■ Arbeitsauftrag A
Welchem Kapitel kommt laut der Rezension zum Buch „Achtsamkeit“ im Hauptteil das meiste Gewicht zu?
■ Arbeitsauftrag B
Prüfe anhand der Rezension zum Buch „Achtsamkeit“, ob diese Aussagen zutreffen: (i) Das Buch richtet sich speziell an Psychotherapeut*innen und klinische Psycholog*innen. (ii) Der Hauptteil des Buches besteht aus sieben Kapiteln. (iii) Der ursprüngliche Anwendungsbereich der MBCT sind Menschen, die gerade eine akute depressive Episode erleben. Beantworte jede mit Ja oder Nein und zitiere die entscheidenden Worte des Textes.
■ Arbeitsauftrag C
Führe die Rezension zum Buch „Achtsamkeit“ im Anschluss an ihren letzten Satz fort.

■ Zu prüfender Text
......

Johannes Michalak, Thomas Heidenreich et al.: Achtsamkeit
Rezensiert von Dipl.-Psych. Marianne Tatschner, 16.08.2022
Johannes Michalak, Thomas Heidenreich, J. Mark G. Williams: Achtsamkeit.
Hogrefe Verlag GmbH & Co. KG
(Göttingen) 2021.
2., überarbeitete Auflage.
100 Seiten.
ISBN 978-3-8017-3040-6.
D: 19,95 EUR,
A: 20,60 EUR,
CH: 28,20 sFr.
Reihe: Fortschritte der Psychotherapie - 48.
Thema
Dieses Buch führt in die Achtsamkeit als therapeutisches Prinzip ein und stellt damit in der Fülle der Achtsamkeitsliteratur ein kompaktes Überblickswerk dar, das sich speziell an Psychotherapeut*innen und klinische Psycholog*innen richtet. Der Schwerpunkt liegt somit darauf, wie Achtsamkeit als Behandlungsmethode bei psychischen Störungen bzw. bei störungsübergreifenden dysfunktionalen gedanklichen Abläufen wie Grübeln und Sorgenketten therapeutisch nutzbar gemacht werden kann.
Aufbau und Inhalt
Der Hauptteil des Buches gliedert sich in fünf Kapitel, wobei Kapitel vier sowohl quantitativ als auch inhaltlich am meisten Gewicht zukommt.
Kapitel eins – „Beschreibung der Methode bzw. des Behandlungsprinzips“ – definiert den Begriff der Achtsamkeit und gibt einen Überblick über die achtsamkeitsbasierten und achtsamkeitsinformierten Verfahren, also die Verfahren, die die Achtsamkeit „als zentrales Therapieprinzip“ integrieren (S. 9), sowie diejenigen, bei denen die Achtsamkeit eines von mehreren Therapieprinzipien darstellt.
Kapitel zwei – „Theoretischer Hintergrund des Verfahrens“ – beschreibt die zentrale Wirkweise von Achtsamkeit in psychologischen Begrifflichkeiten und soll Praktiker*innen auch Hilfestellungen für die Psychoedukation liefern.
Kapitel drei – „Indikation und Diagnostik“ – beschreibt die Indikation und Diagnosestellung, zunächst für Menschen mit einer rezidivierenden depressiven Störung, die aktuell keine depressive Episode erleben. Dies ist der ursprüngliche Anwendungsbereich für die Mindfulness-Based Cognitive Therapy (MBCT), das von Beginn an als therapeutisches Programm konzipierte achtsamkeitsbasierte Verfahren. Im weiteren Verlauf diskutieren die Autoren die Anwendung von Achtsamkeit bei akuten Depressionen und anderen Störungsbildern sowie Kontraindikationen für die therapeutische Nutzung von Achtsamkeit.

......

Gespeicherte Einträge
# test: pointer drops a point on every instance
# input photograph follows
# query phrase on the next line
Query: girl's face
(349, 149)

......

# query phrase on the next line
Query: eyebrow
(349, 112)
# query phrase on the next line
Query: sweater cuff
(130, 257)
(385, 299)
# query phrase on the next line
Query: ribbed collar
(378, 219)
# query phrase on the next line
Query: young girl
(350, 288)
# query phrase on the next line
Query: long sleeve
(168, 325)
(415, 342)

......

■ Lösung A
Kapitel vier.

■ Lösung B
(i) Ja: „das sich speziell an Psychotherapeut*innen und klinische Psycholog*innen richtet“
(ii) Nein: „Der Hauptteil des Buches gliedert sich in fünf Kapitel“
(iii) Nein: „für Menschen mit einer rezidivierenden depressiven Störung, die aktuell keine depressive Episode erleben. Dies ist der ursprüngliche Anwendungsbereich für die Mindfulness-Based Cognitive Therapy (MBCT)“

■ Lösung C
Kapitel vier – „Behandlung“ – bietet Anwender*innen einen praxisorientierten Zugang zur Integration von Achtsamkeit in die Behandlung. Einzelne Achtsamkeitsübungen werden vorgestellt und so präsentiert, dass die Leser*innen sie mit Hilfe der abgedruckten Texte in ihren Kontexten anwenden können. Gleichzeitig weisen die Autoren wiederholt darauf hin, dass eine eigene Achtsamkeitspraxis und fundierte Erfahrung mit den Übungen erforderlich sind, um sie Patient*innen sinnvoll zu vermitteln. Weiterhin enthält das Kapitel die ergänzenden kognitiv-verhaltenstherapeutischen Elemente der MBCT und beschreibt Wirksamkeit und Anwendungsvarianten in verschiedenen Settings sowie den Umgang mit Schwierigkeiten, die in den Übungen auftreten können, z.B. Langeweile oder „Gedankenwandern“ (S. 83).
Kapitel fünf – „Kritische Aspekte im Zusammenhang mit achtsamkeitsbasierten Verfahren“ – widmet sich u.a. den Nebenwirkungen von Achtsamkeit und „McMindfulness“, der „zunehmenden Kommerzialisierung von Achtsamkeit gerade im Wirtschaftsbereich“ (S. 89).
Ein Literaturverzeichnis sowie einige Kompetenzziele und Lernkontrollfragen runden das Buch ab.
Diskussion
Mit ihrem Beitrag zur unter Therapeut*innen gut bekannten „blauen Reihe“ legen die Autoren eine ebenso informative wie kompakte Einführung in der Thema „Achtsamkeit“ im psychotherapeutischen Kontext vor. Es ermöglicht Praktiker*innen aus dem klinischen Bereich, die Sinnhaftigkeit von Achtsamkeit als Therapieprinzip für ihre Patient*innen zu beurteilen und Achtsamkeitsübungen bei gegebener Indikation in ihren Kontexten anzuwenden.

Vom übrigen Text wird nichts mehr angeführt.